■ **Source records**
--------------------------------
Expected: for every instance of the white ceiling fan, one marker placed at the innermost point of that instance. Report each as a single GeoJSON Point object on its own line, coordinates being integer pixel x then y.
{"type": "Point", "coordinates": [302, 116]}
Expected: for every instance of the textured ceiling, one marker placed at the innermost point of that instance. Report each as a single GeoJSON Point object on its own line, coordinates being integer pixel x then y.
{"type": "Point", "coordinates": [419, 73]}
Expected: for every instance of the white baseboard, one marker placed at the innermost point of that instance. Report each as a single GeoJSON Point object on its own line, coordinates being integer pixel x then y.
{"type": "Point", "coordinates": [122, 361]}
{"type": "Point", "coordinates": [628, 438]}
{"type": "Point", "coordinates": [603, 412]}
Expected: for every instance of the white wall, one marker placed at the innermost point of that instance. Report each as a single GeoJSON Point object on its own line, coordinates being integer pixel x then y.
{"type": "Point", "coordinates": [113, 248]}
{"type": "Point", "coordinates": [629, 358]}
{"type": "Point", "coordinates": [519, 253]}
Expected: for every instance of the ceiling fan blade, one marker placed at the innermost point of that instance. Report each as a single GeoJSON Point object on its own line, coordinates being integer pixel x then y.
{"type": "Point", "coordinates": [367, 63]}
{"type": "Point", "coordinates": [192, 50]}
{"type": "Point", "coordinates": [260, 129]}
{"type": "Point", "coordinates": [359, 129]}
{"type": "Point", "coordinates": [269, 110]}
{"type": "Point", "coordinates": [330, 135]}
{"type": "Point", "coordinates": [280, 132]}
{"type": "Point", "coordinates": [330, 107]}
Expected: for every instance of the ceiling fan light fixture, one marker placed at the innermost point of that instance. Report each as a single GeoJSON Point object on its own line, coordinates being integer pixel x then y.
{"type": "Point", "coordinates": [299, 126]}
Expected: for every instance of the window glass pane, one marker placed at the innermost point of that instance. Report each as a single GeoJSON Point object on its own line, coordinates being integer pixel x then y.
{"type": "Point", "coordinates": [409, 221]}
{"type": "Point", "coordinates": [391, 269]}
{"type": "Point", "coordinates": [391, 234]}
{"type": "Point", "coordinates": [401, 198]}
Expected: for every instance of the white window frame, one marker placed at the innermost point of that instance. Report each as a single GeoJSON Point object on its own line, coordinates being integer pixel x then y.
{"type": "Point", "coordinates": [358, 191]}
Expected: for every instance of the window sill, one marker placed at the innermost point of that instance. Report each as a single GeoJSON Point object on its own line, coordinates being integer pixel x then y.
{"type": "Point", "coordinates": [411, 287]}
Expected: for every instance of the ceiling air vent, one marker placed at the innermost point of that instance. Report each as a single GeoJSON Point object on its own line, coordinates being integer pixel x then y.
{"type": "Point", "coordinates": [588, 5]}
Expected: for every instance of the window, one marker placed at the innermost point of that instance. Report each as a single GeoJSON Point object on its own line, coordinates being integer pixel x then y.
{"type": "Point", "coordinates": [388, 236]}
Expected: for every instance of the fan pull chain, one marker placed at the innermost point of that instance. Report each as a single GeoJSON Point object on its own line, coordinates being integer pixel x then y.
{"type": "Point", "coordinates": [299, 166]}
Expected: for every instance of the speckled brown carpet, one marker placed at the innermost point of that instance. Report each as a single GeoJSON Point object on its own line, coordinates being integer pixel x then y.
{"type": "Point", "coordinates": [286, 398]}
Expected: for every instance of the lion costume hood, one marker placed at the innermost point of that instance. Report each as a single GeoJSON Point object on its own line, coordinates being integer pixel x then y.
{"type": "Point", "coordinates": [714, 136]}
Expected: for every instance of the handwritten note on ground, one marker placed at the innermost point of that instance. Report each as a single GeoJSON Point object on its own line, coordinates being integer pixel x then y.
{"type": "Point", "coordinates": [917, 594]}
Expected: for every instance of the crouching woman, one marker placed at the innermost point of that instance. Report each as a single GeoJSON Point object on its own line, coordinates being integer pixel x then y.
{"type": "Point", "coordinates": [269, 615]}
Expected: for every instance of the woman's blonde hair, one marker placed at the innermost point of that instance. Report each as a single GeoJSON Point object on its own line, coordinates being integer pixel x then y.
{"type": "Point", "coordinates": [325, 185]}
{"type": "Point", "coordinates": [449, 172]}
--------------------------------
■ **Exercise brief**
The lines to quote run from the one containing "Expected: for every instance of the speckled" through the final line of the material above; please give them exactly, both ends included, and nothing else.

■ **Solution to this task**
Expected: for every instance of the speckled brown carpet, one marker placed at the innermost point of that instance. Report each as a single GeoJSON Point object on its own line, coordinates being integer pixel x then y.
{"type": "Point", "coordinates": [286, 398]}
Expected: for every instance of the lion costume hood, one marker placed at the innermost point of that instance. Report each as a single GeoJSON Point object on its own line, coordinates being integer pixel x then y.
{"type": "Point", "coordinates": [714, 136]}
Expected: for every instance of the handwritten note on ground, one marker placed at the innermost point of that instance. Report each as a single GeoJSON Point object on its own line, coordinates being integer pixel x then y.
{"type": "Point", "coordinates": [917, 594]}
Expected: for every instance of the crouching woman, one marker placed at the innermost point of that instance. Report each as a single GeoJSON Point object on its own line, coordinates being integer pixel x then y.
{"type": "Point", "coordinates": [269, 615]}
Expected: for every instance of the woman's blonde hair, one marker placed at the innermost point of that instance. Report each as a single GeoJSON Point object on its own line, coordinates being integer pixel x then y.
{"type": "Point", "coordinates": [325, 185]}
{"type": "Point", "coordinates": [449, 172]}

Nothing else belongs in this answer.